What is asked ->
Count the lines in the listing that contain the string "text", and give only the number.

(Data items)
........
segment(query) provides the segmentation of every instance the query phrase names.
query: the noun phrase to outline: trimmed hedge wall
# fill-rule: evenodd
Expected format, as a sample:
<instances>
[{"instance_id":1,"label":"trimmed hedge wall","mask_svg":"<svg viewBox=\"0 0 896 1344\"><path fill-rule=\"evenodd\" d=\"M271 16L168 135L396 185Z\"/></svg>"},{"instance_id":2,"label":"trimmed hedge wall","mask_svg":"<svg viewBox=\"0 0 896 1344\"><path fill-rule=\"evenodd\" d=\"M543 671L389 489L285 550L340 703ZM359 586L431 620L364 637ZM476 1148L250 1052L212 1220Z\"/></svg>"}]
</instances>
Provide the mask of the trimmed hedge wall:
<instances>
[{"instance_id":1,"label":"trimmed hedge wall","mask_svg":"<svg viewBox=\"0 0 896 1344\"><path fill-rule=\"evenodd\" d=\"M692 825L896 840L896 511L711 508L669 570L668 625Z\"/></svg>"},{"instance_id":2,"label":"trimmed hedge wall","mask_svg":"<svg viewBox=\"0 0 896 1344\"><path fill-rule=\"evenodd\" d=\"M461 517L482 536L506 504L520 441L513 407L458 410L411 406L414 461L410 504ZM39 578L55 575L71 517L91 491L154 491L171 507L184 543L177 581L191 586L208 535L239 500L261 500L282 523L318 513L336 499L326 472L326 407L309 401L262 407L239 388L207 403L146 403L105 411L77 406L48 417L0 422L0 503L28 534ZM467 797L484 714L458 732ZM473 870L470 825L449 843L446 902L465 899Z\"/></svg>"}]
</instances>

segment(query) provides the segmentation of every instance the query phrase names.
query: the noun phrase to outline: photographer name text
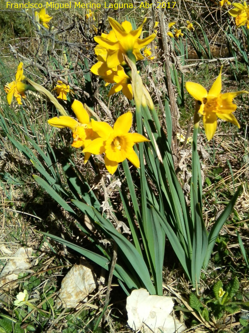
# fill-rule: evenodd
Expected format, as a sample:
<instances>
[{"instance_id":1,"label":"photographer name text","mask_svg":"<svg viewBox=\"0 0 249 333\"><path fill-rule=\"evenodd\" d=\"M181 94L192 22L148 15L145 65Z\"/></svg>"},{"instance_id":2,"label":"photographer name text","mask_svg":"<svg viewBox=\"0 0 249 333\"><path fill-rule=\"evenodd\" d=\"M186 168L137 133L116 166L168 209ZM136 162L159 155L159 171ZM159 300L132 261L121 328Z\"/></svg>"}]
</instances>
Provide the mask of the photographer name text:
<instances>
[{"instance_id":1,"label":"photographer name text","mask_svg":"<svg viewBox=\"0 0 249 333\"><path fill-rule=\"evenodd\" d=\"M157 1L156 4L154 5L149 2L144 1L141 2L140 5L137 6L137 8L151 8L152 6L156 8L174 8L176 2L174 1L166 2L166 1ZM41 3L33 3L31 2L25 2L23 3L17 3L16 2L11 2L7 1L6 2L6 8L14 8L14 9L41 9L44 6L44 5ZM134 8L135 7L133 3L110 3L109 2L105 2L104 5L100 3L95 3L89 2L87 3L79 2L74 2L70 1L69 2L64 3L58 2L46 2L44 6L46 8L51 8L55 9L59 9L63 8L82 8L87 9L99 9L100 8L110 8L114 9L119 9L121 8Z\"/></svg>"}]
</instances>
........
Solution ->
4